§ **Complete the following**:
A. In the biography of Francesco de' Notari below, who consecrated him as bishop?
B. Write the next part of the biography of Francesco de' Notari below, picking up after its final sentence.

§ **Page text**:
________________________
- Church: Catholic Church
- Diocese: Diocese of Lavello
- In office: 1644–1652
- Predecessor: Cherubino Manzoni
- Successor: Giuseppe Boncore

Orders
- Consecration: 17 July 1644 by Ciriaco Rocci

Personal details
- Died: 1652 Lavello, Italy

= Francesco de' Notari =

Italian Roman Catholic prelate

Francesco de' Notari, O.M. (died 1652) was a Roman Catholic prelate who served as Bishop of Lavello (1644–1652).

==Biography==
Francesco de' Notari was born in Naples, Italy, and ordained a priest in the Order of Minims.
On 13 July 1644, he was appointed during the papacy of Pope Urban VIII as Bishop of Lavello.
________________________
§ **Records**:
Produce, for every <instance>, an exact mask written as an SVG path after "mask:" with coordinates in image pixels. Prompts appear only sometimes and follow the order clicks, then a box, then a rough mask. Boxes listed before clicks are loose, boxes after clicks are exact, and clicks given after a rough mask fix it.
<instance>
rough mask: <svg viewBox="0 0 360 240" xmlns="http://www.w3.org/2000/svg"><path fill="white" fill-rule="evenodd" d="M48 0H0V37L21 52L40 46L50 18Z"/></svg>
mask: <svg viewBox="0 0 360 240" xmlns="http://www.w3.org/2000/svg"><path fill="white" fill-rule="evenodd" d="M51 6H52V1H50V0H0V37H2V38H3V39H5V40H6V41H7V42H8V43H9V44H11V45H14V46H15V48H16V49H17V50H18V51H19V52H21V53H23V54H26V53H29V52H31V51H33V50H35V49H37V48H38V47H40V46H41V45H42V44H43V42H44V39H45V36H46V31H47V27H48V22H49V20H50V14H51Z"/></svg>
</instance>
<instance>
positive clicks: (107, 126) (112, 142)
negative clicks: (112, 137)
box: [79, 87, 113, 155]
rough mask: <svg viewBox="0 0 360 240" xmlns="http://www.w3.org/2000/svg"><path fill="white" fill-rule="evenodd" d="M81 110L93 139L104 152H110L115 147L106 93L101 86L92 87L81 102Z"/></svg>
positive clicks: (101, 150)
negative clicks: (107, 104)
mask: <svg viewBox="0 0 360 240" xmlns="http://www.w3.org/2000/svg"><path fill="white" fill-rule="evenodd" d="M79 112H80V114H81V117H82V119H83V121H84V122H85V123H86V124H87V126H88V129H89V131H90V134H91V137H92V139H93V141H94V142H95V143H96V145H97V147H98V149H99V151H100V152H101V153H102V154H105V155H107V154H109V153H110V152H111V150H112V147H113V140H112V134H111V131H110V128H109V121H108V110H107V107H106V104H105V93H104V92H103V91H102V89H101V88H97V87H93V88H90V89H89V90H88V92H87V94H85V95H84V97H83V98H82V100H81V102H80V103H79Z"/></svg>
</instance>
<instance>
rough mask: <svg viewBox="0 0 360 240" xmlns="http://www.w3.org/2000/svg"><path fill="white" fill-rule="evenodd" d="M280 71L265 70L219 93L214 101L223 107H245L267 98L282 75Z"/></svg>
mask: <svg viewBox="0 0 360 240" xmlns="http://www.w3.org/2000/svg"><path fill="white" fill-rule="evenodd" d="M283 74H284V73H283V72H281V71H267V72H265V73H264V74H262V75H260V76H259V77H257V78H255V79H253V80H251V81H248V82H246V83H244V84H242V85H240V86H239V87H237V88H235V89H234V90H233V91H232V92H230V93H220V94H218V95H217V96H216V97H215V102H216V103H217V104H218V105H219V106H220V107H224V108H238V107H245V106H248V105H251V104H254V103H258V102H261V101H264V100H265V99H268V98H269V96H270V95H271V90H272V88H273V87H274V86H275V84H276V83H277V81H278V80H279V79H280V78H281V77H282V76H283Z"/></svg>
________________________
§ **Your responses**:
A. Ciriaco Rocci

B.
On 17 July 1644, he was consecrated bishop by Ciriaco Rocci, Cardinal-Priest of San Salvatore in Lauro, with Alfonso Sacrati, Bishop Emeritus of Comacchio, and Francesco Maria Spinola, Bishop of Savona, serving as co-consecrators.
He served as Bishop of Lavello until his death in 1652.

While bishop, he was the principal co-consecrator of Jacobus Wemmers, Titular Bishop of Memphis (1645).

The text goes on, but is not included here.